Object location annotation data
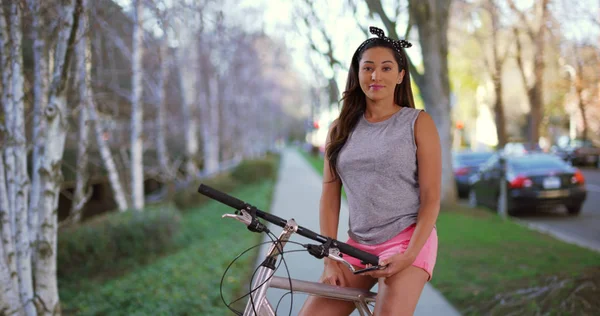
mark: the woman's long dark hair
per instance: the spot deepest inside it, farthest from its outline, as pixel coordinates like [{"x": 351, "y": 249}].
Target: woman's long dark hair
[{"x": 354, "y": 100}]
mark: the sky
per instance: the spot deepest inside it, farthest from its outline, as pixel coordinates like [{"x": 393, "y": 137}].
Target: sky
[{"x": 278, "y": 20}]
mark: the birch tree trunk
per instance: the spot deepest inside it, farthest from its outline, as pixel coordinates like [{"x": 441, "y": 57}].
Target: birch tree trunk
[
  {"x": 161, "y": 130},
  {"x": 40, "y": 92},
  {"x": 431, "y": 18},
  {"x": 103, "y": 147},
  {"x": 9, "y": 297},
  {"x": 82, "y": 193},
  {"x": 21, "y": 185},
  {"x": 209, "y": 113},
  {"x": 137, "y": 168},
  {"x": 188, "y": 78},
  {"x": 55, "y": 121}
]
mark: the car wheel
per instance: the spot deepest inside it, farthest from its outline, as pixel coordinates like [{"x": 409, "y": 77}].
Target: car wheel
[
  {"x": 473, "y": 198},
  {"x": 574, "y": 209}
]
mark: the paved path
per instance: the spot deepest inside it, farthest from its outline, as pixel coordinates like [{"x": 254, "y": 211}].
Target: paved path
[{"x": 297, "y": 195}]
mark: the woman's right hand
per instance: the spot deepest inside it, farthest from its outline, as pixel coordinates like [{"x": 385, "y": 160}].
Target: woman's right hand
[{"x": 333, "y": 274}]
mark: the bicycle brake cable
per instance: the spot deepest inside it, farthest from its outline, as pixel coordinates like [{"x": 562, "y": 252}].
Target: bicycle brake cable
[{"x": 273, "y": 241}]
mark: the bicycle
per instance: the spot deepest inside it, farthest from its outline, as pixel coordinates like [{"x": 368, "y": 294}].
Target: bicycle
[{"x": 258, "y": 304}]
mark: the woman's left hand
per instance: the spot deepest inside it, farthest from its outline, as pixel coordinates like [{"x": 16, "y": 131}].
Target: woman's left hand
[{"x": 393, "y": 265}]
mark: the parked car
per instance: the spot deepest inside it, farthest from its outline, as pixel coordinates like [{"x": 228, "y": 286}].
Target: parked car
[
  {"x": 465, "y": 163},
  {"x": 578, "y": 152},
  {"x": 538, "y": 179},
  {"x": 519, "y": 148}
]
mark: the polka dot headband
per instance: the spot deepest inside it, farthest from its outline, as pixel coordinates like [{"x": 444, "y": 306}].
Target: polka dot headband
[{"x": 398, "y": 45}]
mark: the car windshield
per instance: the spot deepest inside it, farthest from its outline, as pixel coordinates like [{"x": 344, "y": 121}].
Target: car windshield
[
  {"x": 580, "y": 143},
  {"x": 537, "y": 162},
  {"x": 472, "y": 159}
]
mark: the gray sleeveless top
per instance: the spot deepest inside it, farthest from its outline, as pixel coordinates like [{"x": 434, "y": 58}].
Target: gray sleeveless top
[{"x": 378, "y": 169}]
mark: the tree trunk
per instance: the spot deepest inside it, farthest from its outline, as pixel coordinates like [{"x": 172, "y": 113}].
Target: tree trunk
[
  {"x": 161, "y": 128},
  {"x": 431, "y": 18},
  {"x": 55, "y": 121},
  {"x": 498, "y": 64},
  {"x": 137, "y": 168},
  {"x": 209, "y": 113},
  {"x": 188, "y": 79},
  {"x": 82, "y": 193},
  {"x": 9, "y": 298},
  {"x": 21, "y": 186},
  {"x": 499, "y": 113},
  {"x": 40, "y": 92},
  {"x": 579, "y": 91}
]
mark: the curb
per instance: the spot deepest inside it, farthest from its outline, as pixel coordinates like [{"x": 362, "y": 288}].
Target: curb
[{"x": 564, "y": 237}]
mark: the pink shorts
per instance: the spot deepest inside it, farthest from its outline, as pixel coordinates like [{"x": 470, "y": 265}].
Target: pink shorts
[{"x": 425, "y": 259}]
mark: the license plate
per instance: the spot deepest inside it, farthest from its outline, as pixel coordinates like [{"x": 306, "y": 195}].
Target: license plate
[
  {"x": 553, "y": 193},
  {"x": 551, "y": 183}
]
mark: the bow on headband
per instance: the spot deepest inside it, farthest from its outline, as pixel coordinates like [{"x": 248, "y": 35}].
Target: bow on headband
[{"x": 398, "y": 45}]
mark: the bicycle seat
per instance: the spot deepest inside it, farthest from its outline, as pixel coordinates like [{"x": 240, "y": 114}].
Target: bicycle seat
[{"x": 326, "y": 290}]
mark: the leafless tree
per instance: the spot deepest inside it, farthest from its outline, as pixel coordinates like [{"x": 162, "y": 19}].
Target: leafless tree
[{"x": 535, "y": 33}]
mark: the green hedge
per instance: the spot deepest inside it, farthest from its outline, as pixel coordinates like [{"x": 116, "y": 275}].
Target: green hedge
[
  {"x": 248, "y": 171},
  {"x": 103, "y": 244}
]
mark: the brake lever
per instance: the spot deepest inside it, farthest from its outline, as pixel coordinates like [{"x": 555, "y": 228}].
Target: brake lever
[
  {"x": 250, "y": 221},
  {"x": 245, "y": 217},
  {"x": 336, "y": 255}
]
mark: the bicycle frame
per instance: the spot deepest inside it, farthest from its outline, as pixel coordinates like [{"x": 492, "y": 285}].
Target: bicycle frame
[
  {"x": 264, "y": 280},
  {"x": 258, "y": 303}
]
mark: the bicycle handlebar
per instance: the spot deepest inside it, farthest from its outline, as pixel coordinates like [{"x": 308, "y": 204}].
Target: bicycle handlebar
[{"x": 233, "y": 202}]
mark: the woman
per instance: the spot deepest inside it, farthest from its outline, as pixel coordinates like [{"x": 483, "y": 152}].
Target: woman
[{"x": 387, "y": 156}]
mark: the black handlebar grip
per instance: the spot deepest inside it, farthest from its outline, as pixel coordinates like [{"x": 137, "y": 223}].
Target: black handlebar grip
[
  {"x": 357, "y": 253},
  {"x": 221, "y": 197}
]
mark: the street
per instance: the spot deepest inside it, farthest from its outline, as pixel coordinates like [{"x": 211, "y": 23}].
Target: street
[{"x": 583, "y": 229}]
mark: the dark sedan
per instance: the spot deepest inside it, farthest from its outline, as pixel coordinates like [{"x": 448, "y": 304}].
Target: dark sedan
[
  {"x": 579, "y": 153},
  {"x": 532, "y": 180},
  {"x": 466, "y": 163}
]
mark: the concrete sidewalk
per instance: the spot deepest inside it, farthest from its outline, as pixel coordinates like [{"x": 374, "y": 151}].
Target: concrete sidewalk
[{"x": 297, "y": 195}]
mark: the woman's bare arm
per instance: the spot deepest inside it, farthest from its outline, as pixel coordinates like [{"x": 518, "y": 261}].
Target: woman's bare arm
[
  {"x": 329, "y": 207},
  {"x": 430, "y": 170}
]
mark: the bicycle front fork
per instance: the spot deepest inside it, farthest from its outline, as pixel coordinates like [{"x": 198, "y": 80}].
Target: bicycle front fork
[{"x": 257, "y": 301}]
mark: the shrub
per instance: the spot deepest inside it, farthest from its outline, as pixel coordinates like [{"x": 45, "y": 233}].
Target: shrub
[
  {"x": 249, "y": 171},
  {"x": 108, "y": 242},
  {"x": 189, "y": 197}
]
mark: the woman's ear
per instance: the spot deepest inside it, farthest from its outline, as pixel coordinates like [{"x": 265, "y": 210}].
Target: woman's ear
[{"x": 400, "y": 77}]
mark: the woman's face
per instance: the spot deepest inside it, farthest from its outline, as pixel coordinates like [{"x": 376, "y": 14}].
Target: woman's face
[{"x": 378, "y": 73}]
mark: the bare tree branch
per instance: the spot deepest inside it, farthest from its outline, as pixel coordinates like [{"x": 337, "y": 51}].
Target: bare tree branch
[{"x": 529, "y": 29}]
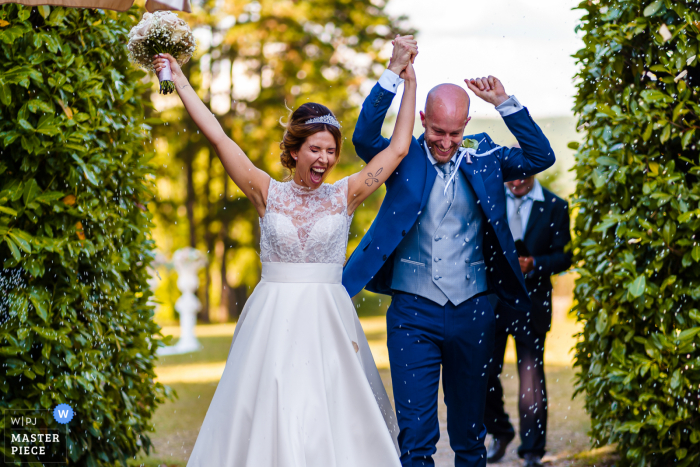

— TASK REQUIREMENTS —
Rewrite all of the lines above, changing every "Target" to "Label" and leaving everything else as it is. Leave the pictures out of your answer.

— RESULT —
mark: the woman's long dark hair
per instance: the spot deepest inside it, farthest from its outline, as pixel coordinates like [{"x": 351, "y": 249}].
Label: woman's long dark hair
[{"x": 354, "y": 100}]
mark: the sky
per instance: the spot deepest inside it, farthest from its outline, as pixel coordinates like [{"x": 393, "y": 137}].
Label: sky
[{"x": 278, "y": 20}]
mark: the birch tree trunk
per instance: the spot deepest inside it, farthest from its outline, as pixel coordinates like [{"x": 441, "y": 57}].
Label: birch tree trunk
[
  {"x": 161, "y": 130},
  {"x": 40, "y": 92},
  {"x": 431, "y": 18},
  {"x": 103, "y": 147},
  {"x": 9, "y": 297},
  {"x": 82, "y": 193},
  {"x": 21, "y": 185},
  {"x": 209, "y": 113},
  {"x": 137, "y": 168},
  {"x": 188, "y": 78},
  {"x": 55, "y": 121}
]
mark: the car wheel
per instance: the spot deepest inside it, farthest from its outline, as pixel coordinates like [{"x": 409, "y": 77}].
Label: car wheel
[
  {"x": 473, "y": 198},
  {"x": 574, "y": 209}
]
mark: the paved path
per instance: the spot deepest inside it, farthest from its outline, as pixel coordinates like [{"x": 254, "y": 211}].
Label: paved path
[{"x": 297, "y": 195}]
mark: the woman's right hand
per instance: the spot deepest inside it, farthest from its outline, as pixel coordinates like [{"x": 385, "y": 160}].
Label: woman's right hand
[{"x": 333, "y": 274}]
mark: the bicycle brake cable
per instance: the spot deepest inside it, farthest from its outline, as pixel coordinates like [{"x": 562, "y": 252}].
Label: bicycle brake cable
[{"x": 273, "y": 241}]
mark: the bicycle
per instance: the spot deepest inside it, farthest from its outline, as pixel coordinates like [{"x": 368, "y": 294}].
Label: bicycle
[{"x": 258, "y": 304}]
mark: the woman's left hand
per instance: the spot deepest inside it, farthest from its outline, as pixel coordinates like [{"x": 16, "y": 131}].
Label: woman's left hand
[{"x": 393, "y": 265}]
mark: the parked car
per instance: the spot deepest inside it, farthest from its outline, as pixel coordinates like [{"x": 228, "y": 286}].
Label: parked car
[
  {"x": 465, "y": 163},
  {"x": 578, "y": 152},
  {"x": 538, "y": 179},
  {"x": 519, "y": 148}
]
mark: the polka dot headband
per instance: the spot deepest inside it, farthest from its outline, as pixel coordinates like [{"x": 444, "y": 306}].
Label: polka dot headband
[{"x": 398, "y": 45}]
mark: the car windshield
per instance: the spot deepest inside it, farthest from its outline, as pixel coordinates like [{"x": 344, "y": 121}].
Label: car windshield
[
  {"x": 580, "y": 143},
  {"x": 537, "y": 162},
  {"x": 472, "y": 159}
]
mark: the gray sleeveless top
per instance: the spot deepest inside it, farthest from its outline, as pixel coordinates like [{"x": 434, "y": 58}].
Label: gray sleeveless top
[{"x": 378, "y": 169}]
mark: the tree trunk
per instance: the spot deepest inside it, farthest from its outline, as pixel coordinates like [{"x": 172, "y": 113}].
Label: tree trunk
[
  {"x": 161, "y": 128},
  {"x": 431, "y": 18},
  {"x": 55, "y": 121},
  {"x": 498, "y": 64},
  {"x": 137, "y": 168},
  {"x": 209, "y": 113},
  {"x": 188, "y": 79},
  {"x": 82, "y": 193},
  {"x": 9, "y": 298},
  {"x": 21, "y": 186},
  {"x": 499, "y": 113},
  {"x": 40, "y": 92},
  {"x": 579, "y": 91}
]
mark: the curb
per instance: the spot deepest inside it, farthest from its outline, as pixel coordinates like [{"x": 362, "y": 288}].
Label: curb
[{"x": 564, "y": 237}]
mark: the pink shorts
per instance: the spot deepest inside it, farthest from its outline, as pixel coordinates like [{"x": 470, "y": 265}].
Label: pink shorts
[{"x": 425, "y": 259}]
mark: the license plate
per instance: the spot deepest inside it, farthest from its outline, as pixel coordinates like [{"x": 306, "y": 195}].
Label: license plate
[
  {"x": 553, "y": 193},
  {"x": 551, "y": 183}
]
mark: the bow on headband
per instance: the spot deepest inside it, farthest from its outline, as pixel coordinates like [{"x": 248, "y": 35}].
Label: bow on headband
[{"x": 398, "y": 45}]
mark: the bicycle seat
per instance: the spot deepest inside it, farthest from its outline, as pixel coordinates like [{"x": 240, "y": 114}].
Label: bicycle seat
[{"x": 326, "y": 290}]
mark: the leafless tree
per instance: the spot deepest inside it, farthest from its outline, as pixel coordinates like [{"x": 162, "y": 19}].
Label: leafless tree
[{"x": 535, "y": 33}]
mark: the green hedge
per instance: the spot deepest inside it, farthest from its outline, as pixel coordinates like [{"x": 116, "y": 275}].
Label: green hedge
[
  {"x": 248, "y": 171},
  {"x": 103, "y": 244}
]
mark: the brake lever
per instance: the spot deepest inside it, farthest from its outline, as pixel coordinates like [{"x": 555, "y": 228}].
Label: brake lever
[
  {"x": 250, "y": 221},
  {"x": 245, "y": 217},
  {"x": 336, "y": 255}
]
mark: the bicycle frame
per instance: the spot deepest inside it, farthest from its outline, as pixel coordinates like [{"x": 492, "y": 285}].
Label: bicycle frame
[
  {"x": 264, "y": 280},
  {"x": 258, "y": 303}
]
mark: the bicycle handlebar
per instance: the spot deepest inside it, farthest from its outline, as pixel coordinates like [{"x": 308, "y": 204}].
Label: bicycle handlebar
[{"x": 233, "y": 202}]
mark: the woman
per instance: the spot deepest inside it, farthest from its outline, as pixel coordinates like [{"x": 483, "y": 152}].
Label: woman
[{"x": 387, "y": 156}]
mark: the black handlebar grip
per instance: the spot deepest inside it, farthest from its outline, as pixel coordinates like [{"x": 137, "y": 223}].
Label: black handlebar grip
[
  {"x": 357, "y": 253},
  {"x": 221, "y": 197}
]
mark: the street
per instance: the spot deepest inside it, farthest from its outline, as pixel coordinates like [{"x": 211, "y": 23}].
Label: street
[{"x": 583, "y": 229}]
mark: the dark sedan
per instance: the spot deepest inside it, farthest from its outline, as pixel coordinates like [{"x": 448, "y": 304}].
Label: dark sedan
[
  {"x": 579, "y": 153},
  {"x": 532, "y": 180},
  {"x": 466, "y": 163}
]
mark: the concrete sidewalk
per instance: the spot deepest inside it, farthest from its outline, as pixel coordinates like [{"x": 374, "y": 151}].
Label: concrete sidewalk
[{"x": 297, "y": 195}]
mark: the woman's bare arm
per instance: the spot deepest inside it, farthest from its outline, as pixel coordinates like [{"x": 518, "y": 261}].
Label: woman's bare arm
[
  {"x": 329, "y": 207},
  {"x": 430, "y": 170}
]
mark: the bicycle front fork
per instance: the spot deepest inside it, farthest from its outline, as pixel coordinates like [{"x": 198, "y": 80}].
Label: bicycle front fork
[{"x": 257, "y": 301}]
mark: the shrub
per instance: the spot deepest inside it, farthest from its outline, as pixel coordinates like [{"x": 45, "y": 233}].
Label: shrub
[
  {"x": 249, "y": 171},
  {"x": 108, "y": 242},
  {"x": 189, "y": 197}
]
mark: the woman's ear
per instance: the spot deepest inside it, farthest from its outline, as pixel coordinates like [{"x": 265, "y": 210}].
Label: woman's ear
[{"x": 400, "y": 77}]
mark: the woman's face
per instance: the spot deepest inside it, farthest from its outline, as pixel coordinates like [{"x": 376, "y": 14}].
Label: woman's face
[{"x": 378, "y": 73}]
mark: the bare tree branch
per instance: the spot deepest inside it, farthest from its outline, as pixel coordinates like [{"x": 337, "y": 51}].
Label: bare tree branch
[{"x": 529, "y": 29}]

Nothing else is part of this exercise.